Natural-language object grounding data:
────

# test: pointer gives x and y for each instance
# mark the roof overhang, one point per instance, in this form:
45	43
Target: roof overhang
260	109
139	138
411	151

────

TASK STATEMENT:
Your answer must be the full set of entries, copied exactly.

TASK ANSWER:
# test: pointer gives x and y for each instance
# mark the roof overhang, one point per instance, in this form:
45	43
Target: roof overhang
260	109
139	138
411	151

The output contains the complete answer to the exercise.